── Data extract ──

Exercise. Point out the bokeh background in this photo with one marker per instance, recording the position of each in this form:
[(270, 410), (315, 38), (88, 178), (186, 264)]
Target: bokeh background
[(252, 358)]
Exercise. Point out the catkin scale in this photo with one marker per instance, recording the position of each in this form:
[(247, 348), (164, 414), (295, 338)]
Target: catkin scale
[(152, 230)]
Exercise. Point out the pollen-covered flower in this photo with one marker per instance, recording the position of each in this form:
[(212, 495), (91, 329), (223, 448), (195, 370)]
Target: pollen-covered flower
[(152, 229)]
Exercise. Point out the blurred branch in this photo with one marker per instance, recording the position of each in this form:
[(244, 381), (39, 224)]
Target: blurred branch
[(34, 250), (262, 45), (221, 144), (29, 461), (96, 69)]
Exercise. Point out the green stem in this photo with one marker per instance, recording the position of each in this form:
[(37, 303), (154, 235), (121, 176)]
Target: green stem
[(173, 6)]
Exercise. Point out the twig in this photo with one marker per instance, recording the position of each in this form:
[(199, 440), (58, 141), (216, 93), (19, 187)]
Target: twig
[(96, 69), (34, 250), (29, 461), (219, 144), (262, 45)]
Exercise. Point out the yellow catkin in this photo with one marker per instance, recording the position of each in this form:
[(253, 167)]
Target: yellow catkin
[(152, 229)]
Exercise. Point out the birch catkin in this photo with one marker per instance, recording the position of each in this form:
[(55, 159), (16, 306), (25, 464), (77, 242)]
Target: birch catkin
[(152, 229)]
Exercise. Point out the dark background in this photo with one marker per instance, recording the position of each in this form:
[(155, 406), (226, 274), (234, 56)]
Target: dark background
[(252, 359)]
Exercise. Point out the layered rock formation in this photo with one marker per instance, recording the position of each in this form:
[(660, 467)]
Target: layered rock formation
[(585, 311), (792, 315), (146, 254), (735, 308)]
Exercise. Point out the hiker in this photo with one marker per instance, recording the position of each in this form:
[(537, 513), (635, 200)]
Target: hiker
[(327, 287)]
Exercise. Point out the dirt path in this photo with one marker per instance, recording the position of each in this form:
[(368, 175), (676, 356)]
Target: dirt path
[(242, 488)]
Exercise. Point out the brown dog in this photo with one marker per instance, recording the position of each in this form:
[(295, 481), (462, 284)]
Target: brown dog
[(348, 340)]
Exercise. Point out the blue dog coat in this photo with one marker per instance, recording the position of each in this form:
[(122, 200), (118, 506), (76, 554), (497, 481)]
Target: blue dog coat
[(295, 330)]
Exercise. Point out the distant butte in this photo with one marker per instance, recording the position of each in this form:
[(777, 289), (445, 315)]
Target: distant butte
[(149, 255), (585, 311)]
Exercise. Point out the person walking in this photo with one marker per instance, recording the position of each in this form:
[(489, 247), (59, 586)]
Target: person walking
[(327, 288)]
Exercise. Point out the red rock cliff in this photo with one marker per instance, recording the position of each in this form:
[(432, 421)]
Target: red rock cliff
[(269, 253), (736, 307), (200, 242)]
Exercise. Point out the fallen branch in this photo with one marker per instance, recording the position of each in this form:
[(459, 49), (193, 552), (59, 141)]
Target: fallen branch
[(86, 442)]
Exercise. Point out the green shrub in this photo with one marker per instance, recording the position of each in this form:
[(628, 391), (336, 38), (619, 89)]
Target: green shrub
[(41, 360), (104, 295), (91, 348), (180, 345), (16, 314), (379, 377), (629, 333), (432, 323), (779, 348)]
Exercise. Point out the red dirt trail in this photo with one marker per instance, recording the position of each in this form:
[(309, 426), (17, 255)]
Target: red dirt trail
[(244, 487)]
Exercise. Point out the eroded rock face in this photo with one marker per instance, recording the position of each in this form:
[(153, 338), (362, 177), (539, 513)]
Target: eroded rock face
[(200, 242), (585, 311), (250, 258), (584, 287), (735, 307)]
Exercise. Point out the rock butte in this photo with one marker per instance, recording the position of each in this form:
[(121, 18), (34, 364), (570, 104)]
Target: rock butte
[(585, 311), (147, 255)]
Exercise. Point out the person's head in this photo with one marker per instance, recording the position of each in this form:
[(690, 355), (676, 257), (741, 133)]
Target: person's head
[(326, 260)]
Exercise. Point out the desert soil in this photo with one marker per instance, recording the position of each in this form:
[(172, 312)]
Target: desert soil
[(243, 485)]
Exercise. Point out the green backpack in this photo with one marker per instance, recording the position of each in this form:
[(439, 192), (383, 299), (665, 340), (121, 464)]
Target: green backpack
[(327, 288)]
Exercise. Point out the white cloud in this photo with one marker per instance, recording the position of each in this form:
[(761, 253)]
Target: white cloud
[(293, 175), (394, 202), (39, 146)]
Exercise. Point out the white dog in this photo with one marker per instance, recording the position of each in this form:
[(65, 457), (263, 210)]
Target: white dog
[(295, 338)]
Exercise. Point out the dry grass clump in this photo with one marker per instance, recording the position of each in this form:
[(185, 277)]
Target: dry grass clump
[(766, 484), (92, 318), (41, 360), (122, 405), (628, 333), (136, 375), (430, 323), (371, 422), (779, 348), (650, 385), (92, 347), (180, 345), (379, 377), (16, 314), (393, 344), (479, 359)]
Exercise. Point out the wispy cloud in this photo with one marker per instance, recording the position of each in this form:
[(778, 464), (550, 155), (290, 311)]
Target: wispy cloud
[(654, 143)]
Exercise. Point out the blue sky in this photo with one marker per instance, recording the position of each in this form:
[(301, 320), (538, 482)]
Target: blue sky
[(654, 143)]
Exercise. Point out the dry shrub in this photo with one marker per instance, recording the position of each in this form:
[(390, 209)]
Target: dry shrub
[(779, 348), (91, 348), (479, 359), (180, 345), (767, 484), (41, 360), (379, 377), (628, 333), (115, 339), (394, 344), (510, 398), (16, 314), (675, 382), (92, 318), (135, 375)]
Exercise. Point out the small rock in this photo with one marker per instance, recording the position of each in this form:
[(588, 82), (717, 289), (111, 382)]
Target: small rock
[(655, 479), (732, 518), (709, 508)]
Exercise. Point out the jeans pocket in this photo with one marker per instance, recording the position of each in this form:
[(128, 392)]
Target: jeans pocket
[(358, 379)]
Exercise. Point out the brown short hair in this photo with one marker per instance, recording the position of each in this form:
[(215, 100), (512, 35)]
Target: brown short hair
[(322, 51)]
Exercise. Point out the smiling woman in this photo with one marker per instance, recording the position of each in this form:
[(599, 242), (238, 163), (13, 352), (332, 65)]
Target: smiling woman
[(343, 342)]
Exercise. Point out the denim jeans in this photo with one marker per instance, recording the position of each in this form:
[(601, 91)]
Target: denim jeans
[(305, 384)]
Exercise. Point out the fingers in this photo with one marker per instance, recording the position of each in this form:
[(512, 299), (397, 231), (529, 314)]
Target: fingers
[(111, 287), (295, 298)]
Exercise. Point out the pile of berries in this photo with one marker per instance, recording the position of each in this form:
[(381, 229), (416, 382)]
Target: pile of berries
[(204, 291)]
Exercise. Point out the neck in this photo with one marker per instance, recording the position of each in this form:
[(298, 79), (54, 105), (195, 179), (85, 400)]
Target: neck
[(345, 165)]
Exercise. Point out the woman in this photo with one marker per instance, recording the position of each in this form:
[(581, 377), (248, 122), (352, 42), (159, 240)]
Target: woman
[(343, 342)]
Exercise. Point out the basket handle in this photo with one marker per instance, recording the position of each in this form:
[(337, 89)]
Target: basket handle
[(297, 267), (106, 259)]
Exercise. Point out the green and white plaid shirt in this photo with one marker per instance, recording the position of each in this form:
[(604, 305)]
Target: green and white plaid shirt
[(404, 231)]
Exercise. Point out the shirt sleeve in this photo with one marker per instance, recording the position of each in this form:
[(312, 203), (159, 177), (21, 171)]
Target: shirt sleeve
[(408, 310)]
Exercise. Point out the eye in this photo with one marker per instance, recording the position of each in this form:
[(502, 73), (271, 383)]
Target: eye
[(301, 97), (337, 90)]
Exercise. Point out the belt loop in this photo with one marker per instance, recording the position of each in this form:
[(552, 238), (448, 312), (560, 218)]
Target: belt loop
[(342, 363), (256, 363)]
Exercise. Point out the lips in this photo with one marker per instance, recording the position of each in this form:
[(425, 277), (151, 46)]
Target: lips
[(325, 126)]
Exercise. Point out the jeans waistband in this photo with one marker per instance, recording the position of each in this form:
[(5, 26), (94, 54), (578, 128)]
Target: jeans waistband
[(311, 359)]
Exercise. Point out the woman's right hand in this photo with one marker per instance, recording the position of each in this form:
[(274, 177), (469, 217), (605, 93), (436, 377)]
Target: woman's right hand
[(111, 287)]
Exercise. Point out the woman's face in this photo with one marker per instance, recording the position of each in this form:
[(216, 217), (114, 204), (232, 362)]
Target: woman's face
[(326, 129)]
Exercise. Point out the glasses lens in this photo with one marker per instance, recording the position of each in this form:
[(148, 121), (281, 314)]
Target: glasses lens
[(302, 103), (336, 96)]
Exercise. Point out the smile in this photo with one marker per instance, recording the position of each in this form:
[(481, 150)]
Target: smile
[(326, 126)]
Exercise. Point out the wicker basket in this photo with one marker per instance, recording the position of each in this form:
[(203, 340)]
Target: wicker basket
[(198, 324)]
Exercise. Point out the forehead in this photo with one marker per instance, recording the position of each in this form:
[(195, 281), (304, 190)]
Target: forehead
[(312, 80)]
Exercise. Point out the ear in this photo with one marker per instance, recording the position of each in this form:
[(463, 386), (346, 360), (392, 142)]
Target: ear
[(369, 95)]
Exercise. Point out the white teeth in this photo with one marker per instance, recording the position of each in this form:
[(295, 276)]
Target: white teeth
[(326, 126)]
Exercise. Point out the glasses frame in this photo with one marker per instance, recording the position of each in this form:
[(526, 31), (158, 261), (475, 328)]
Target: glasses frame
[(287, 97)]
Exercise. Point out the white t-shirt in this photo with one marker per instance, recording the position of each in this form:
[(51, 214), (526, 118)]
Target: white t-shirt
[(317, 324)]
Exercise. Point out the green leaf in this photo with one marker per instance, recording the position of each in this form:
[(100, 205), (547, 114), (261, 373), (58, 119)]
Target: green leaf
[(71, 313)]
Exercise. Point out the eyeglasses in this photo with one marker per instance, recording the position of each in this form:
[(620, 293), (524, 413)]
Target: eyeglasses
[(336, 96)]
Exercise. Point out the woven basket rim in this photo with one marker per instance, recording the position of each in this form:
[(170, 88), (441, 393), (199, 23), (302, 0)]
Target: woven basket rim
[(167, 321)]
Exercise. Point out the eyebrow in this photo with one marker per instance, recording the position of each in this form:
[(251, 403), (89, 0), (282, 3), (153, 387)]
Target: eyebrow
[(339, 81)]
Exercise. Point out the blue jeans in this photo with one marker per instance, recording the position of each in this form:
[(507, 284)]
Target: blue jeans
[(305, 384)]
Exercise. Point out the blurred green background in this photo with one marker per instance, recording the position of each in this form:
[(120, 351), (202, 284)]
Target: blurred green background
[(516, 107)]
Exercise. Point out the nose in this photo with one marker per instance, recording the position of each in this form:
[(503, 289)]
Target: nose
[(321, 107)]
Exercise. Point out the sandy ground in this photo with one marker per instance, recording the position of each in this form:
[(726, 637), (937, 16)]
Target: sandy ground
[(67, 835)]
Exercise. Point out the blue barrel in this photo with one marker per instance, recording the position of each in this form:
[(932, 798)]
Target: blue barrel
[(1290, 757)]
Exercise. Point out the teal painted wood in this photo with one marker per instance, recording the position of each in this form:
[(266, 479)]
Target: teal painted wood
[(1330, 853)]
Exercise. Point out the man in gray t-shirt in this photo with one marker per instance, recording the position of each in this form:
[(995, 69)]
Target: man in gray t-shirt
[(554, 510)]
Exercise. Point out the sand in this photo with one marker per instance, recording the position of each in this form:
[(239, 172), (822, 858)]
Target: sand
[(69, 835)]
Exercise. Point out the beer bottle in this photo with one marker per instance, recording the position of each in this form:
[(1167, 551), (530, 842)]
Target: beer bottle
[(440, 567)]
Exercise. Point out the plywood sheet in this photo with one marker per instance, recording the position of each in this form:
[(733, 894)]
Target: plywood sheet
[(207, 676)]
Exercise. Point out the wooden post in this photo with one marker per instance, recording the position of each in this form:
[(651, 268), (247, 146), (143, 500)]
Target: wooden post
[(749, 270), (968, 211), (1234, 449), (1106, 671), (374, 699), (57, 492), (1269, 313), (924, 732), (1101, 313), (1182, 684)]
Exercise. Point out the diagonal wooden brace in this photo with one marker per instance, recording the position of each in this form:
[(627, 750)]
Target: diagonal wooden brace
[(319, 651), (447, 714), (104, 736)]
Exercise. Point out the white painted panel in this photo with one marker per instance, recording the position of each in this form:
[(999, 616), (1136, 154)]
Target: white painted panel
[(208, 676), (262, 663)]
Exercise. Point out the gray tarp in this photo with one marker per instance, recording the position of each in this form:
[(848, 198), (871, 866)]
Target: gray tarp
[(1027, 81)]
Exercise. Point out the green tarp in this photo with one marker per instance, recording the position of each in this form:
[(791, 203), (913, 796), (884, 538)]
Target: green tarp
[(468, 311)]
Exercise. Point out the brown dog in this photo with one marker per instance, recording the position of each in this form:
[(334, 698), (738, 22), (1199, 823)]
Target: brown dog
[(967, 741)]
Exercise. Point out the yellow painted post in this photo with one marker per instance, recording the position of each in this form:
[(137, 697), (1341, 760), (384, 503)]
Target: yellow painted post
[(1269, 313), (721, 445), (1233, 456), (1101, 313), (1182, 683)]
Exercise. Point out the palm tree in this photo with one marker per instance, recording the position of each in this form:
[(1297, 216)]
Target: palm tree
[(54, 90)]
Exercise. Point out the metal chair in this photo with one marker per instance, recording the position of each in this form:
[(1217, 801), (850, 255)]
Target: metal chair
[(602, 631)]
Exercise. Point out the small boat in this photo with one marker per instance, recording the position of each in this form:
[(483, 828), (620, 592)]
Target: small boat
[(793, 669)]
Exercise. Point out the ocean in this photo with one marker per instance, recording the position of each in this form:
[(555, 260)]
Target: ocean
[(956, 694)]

───

Short exercise:
Take the lines starting at the one that contains "Exercise. Point out the woven" and ending at the one that contains "[(339, 81)]", and swap "eyebrow" for "eyelash" wherever it appears in them. Give those lines again with nothing else changed.

Task answer:
Exercise. Point out the woven basket rim in this photo with one marker per instance, recording the position of each in this form:
[(170, 88), (441, 393), (199, 23), (302, 0)]
Target: woven basket rim
[(167, 321)]
Exercise. Point out the eyelash in this photo with one marker per instance, recording the position of each in this form:
[(251, 403), (89, 0), (282, 3), (153, 387)]
Target: eyelash
[(339, 81)]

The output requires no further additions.